*** Block opens ***

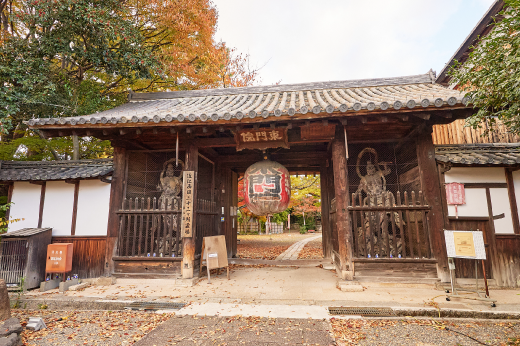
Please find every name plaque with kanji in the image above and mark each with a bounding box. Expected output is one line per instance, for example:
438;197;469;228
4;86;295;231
235;128;289;151
181;171;195;238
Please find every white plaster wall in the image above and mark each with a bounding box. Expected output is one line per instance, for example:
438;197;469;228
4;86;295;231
445;167;514;234
75;180;110;236
8;182;42;232
490;188;515;234
41;181;75;236
444;167;506;183
447;188;488;217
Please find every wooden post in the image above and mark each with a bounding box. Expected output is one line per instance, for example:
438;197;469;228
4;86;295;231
331;139;354;280
70;181;80;236
5;183;13;224
182;143;198;279
485;187;504;286
37;182;46;228
105;146;126;276
505;168;520;235
72;134;80;161
231;170;238;257
416;125;450;282
320;163;332;259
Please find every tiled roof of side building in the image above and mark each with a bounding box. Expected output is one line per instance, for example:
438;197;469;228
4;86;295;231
27;72;468;128
0;159;113;181
435;144;520;166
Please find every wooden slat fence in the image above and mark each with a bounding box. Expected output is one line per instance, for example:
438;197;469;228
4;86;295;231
117;197;182;258
0;239;28;284
348;191;432;259
196;199;218;255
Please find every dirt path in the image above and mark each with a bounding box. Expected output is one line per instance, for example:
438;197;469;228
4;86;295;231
236;233;320;260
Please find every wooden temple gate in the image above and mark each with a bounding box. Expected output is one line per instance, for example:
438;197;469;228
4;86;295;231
27;73;472;282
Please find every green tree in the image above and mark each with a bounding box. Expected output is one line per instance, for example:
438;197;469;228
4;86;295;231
449;0;520;133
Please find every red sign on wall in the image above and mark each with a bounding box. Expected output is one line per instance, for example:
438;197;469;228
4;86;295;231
446;182;465;219
446;182;465;205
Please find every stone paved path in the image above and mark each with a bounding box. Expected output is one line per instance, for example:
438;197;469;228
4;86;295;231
275;234;322;260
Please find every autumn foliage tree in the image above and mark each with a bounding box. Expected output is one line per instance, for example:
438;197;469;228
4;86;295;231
290;175;321;228
0;0;260;160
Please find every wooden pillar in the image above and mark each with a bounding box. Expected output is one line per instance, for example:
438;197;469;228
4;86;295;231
331;139;354;280
214;164;224;236
222;167;233;257
505;168;520;235
37;182;46;228
70;181;80;236
182;143;198;279
416;125;450;282
320;163;332;259
105;146;126;276
231;171;238;257
5;183;13;224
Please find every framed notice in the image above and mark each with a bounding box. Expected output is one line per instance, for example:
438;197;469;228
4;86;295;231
181;171;195;238
444;230;486;259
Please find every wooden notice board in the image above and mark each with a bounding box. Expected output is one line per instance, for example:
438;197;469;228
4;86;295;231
181;171;195;238
444;230;486;260
200;235;229;281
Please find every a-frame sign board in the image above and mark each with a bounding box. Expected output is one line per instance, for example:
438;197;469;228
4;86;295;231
199;235;230;283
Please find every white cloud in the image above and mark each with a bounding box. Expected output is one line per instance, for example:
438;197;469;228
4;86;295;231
213;0;495;85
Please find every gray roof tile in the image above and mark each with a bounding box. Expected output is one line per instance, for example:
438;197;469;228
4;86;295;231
27;73;467;128
435;144;520;166
0;159;113;181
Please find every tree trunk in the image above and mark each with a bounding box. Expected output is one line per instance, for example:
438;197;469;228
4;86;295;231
0;279;11;320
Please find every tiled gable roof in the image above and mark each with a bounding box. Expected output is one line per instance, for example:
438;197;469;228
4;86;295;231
27;73;467;128
0;159;113;181
435;144;520;166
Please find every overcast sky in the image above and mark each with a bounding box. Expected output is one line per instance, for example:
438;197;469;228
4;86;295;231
213;0;495;85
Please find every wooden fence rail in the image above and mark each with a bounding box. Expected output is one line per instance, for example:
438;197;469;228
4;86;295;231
348;191;432;259
116;197;182;258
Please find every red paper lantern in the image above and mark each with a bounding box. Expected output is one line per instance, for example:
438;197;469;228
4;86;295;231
243;160;291;216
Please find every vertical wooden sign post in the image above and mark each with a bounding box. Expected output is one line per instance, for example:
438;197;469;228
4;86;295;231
181;170;195;278
181;171;195;238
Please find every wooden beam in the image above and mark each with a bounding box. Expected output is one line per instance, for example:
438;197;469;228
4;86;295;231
464;183;508;189
505;168;520;235
70;181;80;236
38;182;46;228
395;123;426;151
413;114;431;120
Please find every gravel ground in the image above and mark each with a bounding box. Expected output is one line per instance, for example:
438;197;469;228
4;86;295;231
331;318;520;346
11;310;171;346
135;315;334;345
298;239;324;259
237;233;314;260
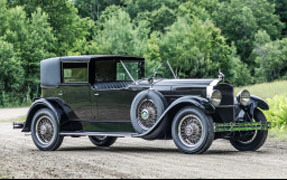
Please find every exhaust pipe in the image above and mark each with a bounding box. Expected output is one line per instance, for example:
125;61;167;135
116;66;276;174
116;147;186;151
13;122;24;129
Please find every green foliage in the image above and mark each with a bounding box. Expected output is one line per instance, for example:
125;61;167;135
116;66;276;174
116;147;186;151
0;40;24;107
265;95;287;130
212;0;284;61
159;17;230;78
92;8;150;56
74;0;123;21
10;0;95;55
252;38;287;82
1;0;287;107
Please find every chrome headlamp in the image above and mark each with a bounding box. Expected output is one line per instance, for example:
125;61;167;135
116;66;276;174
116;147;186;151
210;89;222;107
237;89;251;106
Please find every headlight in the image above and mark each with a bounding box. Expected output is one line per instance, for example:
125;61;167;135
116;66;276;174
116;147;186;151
211;90;222;107
237;89;250;106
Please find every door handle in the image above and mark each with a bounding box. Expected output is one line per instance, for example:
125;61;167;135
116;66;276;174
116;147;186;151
94;93;100;96
58;91;64;96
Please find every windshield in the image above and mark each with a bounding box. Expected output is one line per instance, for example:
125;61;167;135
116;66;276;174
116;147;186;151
145;60;177;79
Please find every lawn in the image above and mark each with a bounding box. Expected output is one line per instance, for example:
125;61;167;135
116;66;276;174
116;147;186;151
234;81;287;99
235;80;287;99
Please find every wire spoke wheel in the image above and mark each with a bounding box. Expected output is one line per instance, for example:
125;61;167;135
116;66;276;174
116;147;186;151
35;115;55;145
234;118;258;145
178;114;204;148
137;99;158;130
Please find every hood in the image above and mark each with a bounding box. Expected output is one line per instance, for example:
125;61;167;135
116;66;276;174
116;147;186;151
152;79;218;88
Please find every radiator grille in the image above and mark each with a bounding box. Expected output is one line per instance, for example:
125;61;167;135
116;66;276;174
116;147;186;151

*** Block closes ***

**What to do**
Set down the records in full and exactly. Do not carry over any image.

**Exercise output**
Please find every name plaque with kanji in the image above and mark each with a bounding box. Expected output is one line per instance, for example:
438;197;469;228
4;86;295;231
235;128;289;151
181;171;195;238
Please find every white plaster wall in the image above and mark each with a bounding box. Expected output is one line per instance, for example:
438;197;469;228
4;86;295;231
445;167;514;234
75;180;110;236
8;182;42;232
490;188;515;234
41;181;75;236
444;167;506;183
447;188;488;217
Please find every wooden post in the image above and mark each with a bounding box. Expected output is one line per instance, for example:
438;197;469;228
4;86;295;231
331;139;354;280
70;181;80;236
5;183;13;224
182;143;198;279
485;187;504;286
37;182;46;228
105;146;126;276
505;168;520;235
72;134;80;161
231;170;238;257
416;125;450;282
320;163;332;259
Please find every tiled roof of side building in the image above and mark each with a bounding box. Expected output is one line per instance, for example:
438;197;469;228
4;86;295;231
27;72;468;128
0;159;113;181
435;144;520;166
Please find every wooden slat fence in the image above and mark each with a bounding box. Expected output is one line per instance, for example:
438;197;469;228
4;86;295;231
117;197;182;258
0;239;28;284
348;191;432;259
196;199;218;255
Please find every dirt path in the image above and mark each with a bounding box. Expected output is one line per instance, for example:
438;197;469;228
4;86;295;231
236;233;320;260
Please find every wooden temple gate in the image above and mark each with a bounding box. Expected output is one line per instance, for example:
438;197;469;228
4;86;295;231
27;73;472;282
Please find every green tree in the image above and mark each with a bounding box. Expected output is one line per instance, for example:
438;197;469;228
4;86;295;231
449;0;520;133
Please find every red sign on wall in the image above and mark each with a bounding box. Expected output is one line per instance, for example:
438;197;469;228
4;86;295;231
446;182;465;219
446;182;465;205
Please find every stone paved path in the image above and mark each with a bounding box. Expected output is one line per instance, for example:
438;197;469;228
4;86;295;231
275;234;322;260
Please find every autumn foliage tree in the image above and mark each with a bounding box. Expected output is one line per instance, for example:
438;197;469;228
4;86;295;231
290;175;321;228
0;0;260;160
Please find every wooden pillar in the image above and mark each with a bounding box. Expected output is one line per instance, for example:
438;197;469;228
4;86;295;231
331;139;354;280
214;164;224;236
222;167;233;257
505;168;520;235
37;182;46;228
70;181;80;236
182;143;198;279
416;125;450;282
320;163;332;259
105;146;126;276
231;171;238;257
5;183;13;224
Please find every framed notice in the image above and mark each with a bounding box. Expected output is one line per instance, for example:
438;197;469;228
4;86;295;231
181;171;195;238
444;230;486;259
Please find every wooden notice board in the image above and mark each with a bounding box. Expected output is one line per instance, for example:
438;197;469;228
4;86;295;231
181;171;195;238
444;230;486;260
200;235;229;281
Please find every a-frame sign board in the image above and mark each with a bounding box. Expected output is one line per instance, for example:
438;197;469;228
4;86;295;231
199;235;230;283
Please find every white cloud in the image above and mark each with a bounding box. Expected output is one line per instance, for example:
438;197;469;228
4;86;295;231
213;0;495;85
Please find every gray roof tile in the image above and mark each with a bounding box. Expected output is one line per instance, for example:
438;197;469;228
4;86;295;231
27;73;467;128
435;144;520;166
0;159;113;181
Please find every tree trunk in the image above and mark each with a bounding box. Expected output is one line per instance, for example:
438;197;469;228
4;86;295;231
0;279;11;320
Please find every tiled gable roof in the image above and mark each with a bounding box. Expected output is one line per instance, for example:
438;197;469;228
4;86;295;231
27;73;467;128
0;159;113;181
435;144;520;166
Please find every overcast sky in the image above and mark each with a bounding box. Expected output is one line per instance, for example:
438;197;469;228
4;86;295;231
213;0;495;85
Please find every wooden fence rail in the image above and mark each with a bounding box. Expected output is one line per instance, for example:
438;197;469;228
4;86;295;231
348;191;432;259
116;197;182;258
Please find every red paper lantern in the image above and mark each with a bounding box. Expected output is one line per instance, for example:
438;197;469;228
4;86;295;231
243;160;291;216
Please find every vertical wooden sign post in the image above and mark each with a bounding box. Expected output is one line per instance, for example:
438;197;469;228
4;86;295;231
181;170;195;278
181;171;195;238
Please find every wooden beam in the image above and mark each with a bounding box. Expected output is one line per instance, for example:
438;197;469;228
4;86;295;231
464;183;508;189
505;168;520;235
70;181;80;236
38;182;46;228
395;123;426;151
413;114;431;120
Please find every gravel ground in the image above and mark each with a bounding box. Expected output is one line per instance, for example:
438;197;469;228
4;86;295;231
331;318;520;346
11;310;171;346
135;315;334;345
298;239;324;259
237;233;314;260
Please find every exhaust pipe in the image above and mark each with a bounding box. Expected output is one line per instance, for example:
125;61;167;135
116;66;276;174
116;147;186;151
13;122;24;129
Please find every green foliage in the image above and mark each with a bounding box. Expected output is one line per instance, for example:
125;61;167;135
116;66;276;174
116;147;186;151
0;40;24;107
265;95;287;130
212;0;284;61
159;17;230;78
92;8;150;56
74;0;123;21
10;0;95;55
252;38;287;82
1;0;287;107
Please find every chrome headlamp in the image above and mark each with a bounding box. Expected output is one line per instance, for example:
125;61;167;135
116;66;276;174
116;147;186;151
210;89;222;107
237;89;251;106
Please find every headlight in the image above and mark each with a bounding box. Expected output is one line per instance, for example:
125;61;167;135
116;66;276;174
116;147;186;151
211;90;222;107
237;89;250;106
Please find every door handle in the image above and mark each with a bounding box. Expected output is one line per instance, for example:
125;61;167;135
116;66;276;174
116;147;186;151
94;93;100;96
58;91;64;96
Please find every windshield in the image above and mark each with a bounding box. Expected output is one line per instance, for example:
125;61;167;135
116;66;276;174
116;147;186;151
145;60;177;79
Please find every lawn in the image above and mark each with a bounding box. Expected output is one line per instance, for example:
125;61;167;135
116;66;276;174
116;147;186;151
234;81;287;99
235;80;287;99
Please find every wire spoke wheel in the image above and mark each with a bounding box. Expected output is one line per instance, for example:
125;61;167;135
116;66;276;174
116;147;186;151
35;115;55;145
234;118;258;145
178;114;204;148
137;99;158;130
Please find every hood in the image above and mark each with a bounding box. Expected output is one line per instance, for example:
125;61;167;135
116;66;276;174
116;147;186;151
152;79;218;88
Please find every radiator grille in the image above and mark each with a bounding box. Expected output is one line per instance, for example:
125;61;167;135
116;66;276;174
116;147;186;151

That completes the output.